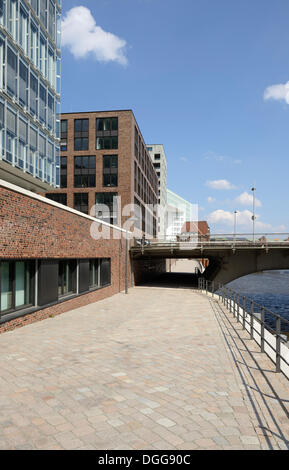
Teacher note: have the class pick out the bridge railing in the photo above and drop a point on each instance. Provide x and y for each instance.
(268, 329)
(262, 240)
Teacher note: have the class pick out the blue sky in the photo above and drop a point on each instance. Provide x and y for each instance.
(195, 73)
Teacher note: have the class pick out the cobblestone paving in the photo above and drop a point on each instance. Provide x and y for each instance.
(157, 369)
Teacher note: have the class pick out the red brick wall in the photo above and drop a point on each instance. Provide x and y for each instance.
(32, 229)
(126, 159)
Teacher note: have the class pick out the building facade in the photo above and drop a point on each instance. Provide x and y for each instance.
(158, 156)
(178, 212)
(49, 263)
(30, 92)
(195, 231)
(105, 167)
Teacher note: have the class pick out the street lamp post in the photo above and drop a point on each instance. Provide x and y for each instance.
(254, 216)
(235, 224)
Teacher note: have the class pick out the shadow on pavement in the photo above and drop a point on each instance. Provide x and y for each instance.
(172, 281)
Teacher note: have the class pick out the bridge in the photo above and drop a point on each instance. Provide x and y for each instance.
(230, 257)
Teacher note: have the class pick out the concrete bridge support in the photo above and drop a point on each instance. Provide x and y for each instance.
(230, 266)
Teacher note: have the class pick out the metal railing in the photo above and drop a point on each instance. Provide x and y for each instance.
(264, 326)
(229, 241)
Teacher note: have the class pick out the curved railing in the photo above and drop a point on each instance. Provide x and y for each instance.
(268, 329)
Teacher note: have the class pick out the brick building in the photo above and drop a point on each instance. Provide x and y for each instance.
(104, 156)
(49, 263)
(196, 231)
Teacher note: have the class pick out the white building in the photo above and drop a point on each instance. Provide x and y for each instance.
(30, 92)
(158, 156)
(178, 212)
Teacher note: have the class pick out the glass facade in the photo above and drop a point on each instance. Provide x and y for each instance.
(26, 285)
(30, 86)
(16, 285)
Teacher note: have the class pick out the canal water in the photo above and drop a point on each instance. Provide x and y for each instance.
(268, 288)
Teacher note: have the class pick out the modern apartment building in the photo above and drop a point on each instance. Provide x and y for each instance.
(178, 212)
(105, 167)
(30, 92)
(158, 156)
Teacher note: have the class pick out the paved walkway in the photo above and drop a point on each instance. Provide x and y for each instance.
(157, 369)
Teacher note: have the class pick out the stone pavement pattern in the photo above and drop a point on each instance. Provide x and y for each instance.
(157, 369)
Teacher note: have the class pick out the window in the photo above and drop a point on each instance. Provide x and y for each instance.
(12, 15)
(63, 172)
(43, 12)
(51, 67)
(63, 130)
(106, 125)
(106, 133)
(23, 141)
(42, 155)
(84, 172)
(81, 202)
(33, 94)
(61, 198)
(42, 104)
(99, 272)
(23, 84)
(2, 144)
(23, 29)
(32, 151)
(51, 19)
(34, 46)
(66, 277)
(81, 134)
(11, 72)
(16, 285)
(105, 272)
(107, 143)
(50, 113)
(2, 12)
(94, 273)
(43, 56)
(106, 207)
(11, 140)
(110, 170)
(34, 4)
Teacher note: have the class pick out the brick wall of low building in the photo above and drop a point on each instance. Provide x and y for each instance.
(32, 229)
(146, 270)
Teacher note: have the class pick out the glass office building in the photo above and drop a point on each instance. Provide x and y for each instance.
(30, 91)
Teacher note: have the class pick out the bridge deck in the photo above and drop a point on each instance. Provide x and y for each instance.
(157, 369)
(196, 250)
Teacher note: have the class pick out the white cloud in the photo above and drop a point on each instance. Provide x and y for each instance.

What to work on – Give the entries back verbatim and omit the images.

Result of the exercise –
Teacher note: have the class pick out the bridge railing in the photo above and drop a point on each instance. Provide x and y for each instance.
(268, 329)
(262, 240)
Teacher note: have the class pick out the blue sky in the photo above and drop a point on each instance. Provide x and y for each instance.
(195, 73)
Teacher note: have the class pick out the cobblestone paving in the photo above and drop a point on each instance. Provide x and y for each instance.
(157, 369)
Teacher note: have the class pick out the red brick wall in the photo above and drop a point on each instance. Provide x and y for each instance.
(32, 229)
(126, 159)
Teacher note: have the class pick out the building facade in the photo above and drop a point on each instance. Provide x and y for each instance.
(158, 156)
(178, 212)
(49, 263)
(30, 92)
(195, 231)
(105, 167)
Teacher note: have the class pick out the street lamp post in the photo above and drop a point on each instance. Provide x and y for each instance.
(254, 216)
(235, 224)
Teacher note: have the class pick out the shadow on pavement in the photo above and drop a point on each instance. Provide x and y for each instance.
(172, 281)
Teacher note: have the class pick out the bridge in the photo above and drop a point on each instance. Provide x and y for each instance.
(230, 257)
Teacher note: have the class pick out the concrete bridge support in the photo above and drop a point on each instance. Provide x and y for each instance.
(230, 266)
Teacher note: have the class pick out the metal railing in the photo above and drop a point on each instance. Provide x and y for each instance.
(264, 326)
(229, 241)
Teacher note: have the class pick out the curved railing in the photo above and drop a point on each instance. Provide x and y for each instance.
(268, 329)
Teacher note: have the class pick out the brick building in the photo above and drop a point on each instance. Provide x and y for each instance.
(104, 156)
(49, 263)
(196, 231)
Teacher note: have the class pick out the white building in the photo above and drop a point on each instance. Provide x and y for each instance.
(30, 92)
(158, 156)
(178, 212)
Teacher note: have the class pick out the glass facade in the photo above and drop a point on each instance. Provide x and y for each instance.
(26, 285)
(30, 86)
(16, 285)
Teacher note: have the class pick out the canal water in the photo above and drop a point on each instance. Provide x and y for each instance.
(268, 288)
Teacher note: have the class pick out the modern apartment building in the photo above and drop a point on each instance. Provide x and y for each instance.
(178, 212)
(105, 167)
(30, 92)
(158, 156)
Teacher note: have the class pick out the paved walkway in the photo above and drop a point on each instance. Provide x and y for each instance.
(157, 369)
Teacher note: have the class pick out the stone pavement pattern in the photo above and drop a point on each instance. Provide x and y for each instance.
(157, 369)
Teacher note: have the class pick out the window in the photo above and drop a point on each instance. Provide x and y for each instance.
(12, 15)
(63, 172)
(43, 12)
(51, 67)
(63, 130)
(106, 125)
(106, 133)
(23, 141)
(42, 155)
(84, 172)
(81, 202)
(33, 94)
(61, 198)
(42, 104)
(99, 272)
(23, 84)
(2, 144)
(23, 29)
(32, 151)
(51, 19)
(34, 46)
(66, 277)
(81, 134)
(11, 72)
(16, 285)
(105, 272)
(107, 143)
(50, 113)
(2, 12)
(94, 273)
(43, 56)
(106, 207)
(11, 140)
(110, 170)
(34, 4)
Teacher note: have the class pick out the brick wall of low building in the photo above and drop a point on each instance. Provide x and y for each instance.
(32, 229)
(146, 270)
Teacher note: have the class pick out the glass office building in the photo above and drop a point on each instance. Provide x and y for each instance.
(30, 91)
Teacher note: have the class pick out the bridge deck in the photo above and drop a point on each instance. Provide x and y for each instance.
(157, 369)
(196, 250)
Teacher note: have the class pick out the white cloud in the photo above and drop a point on each instance. Provide x and y for each instance.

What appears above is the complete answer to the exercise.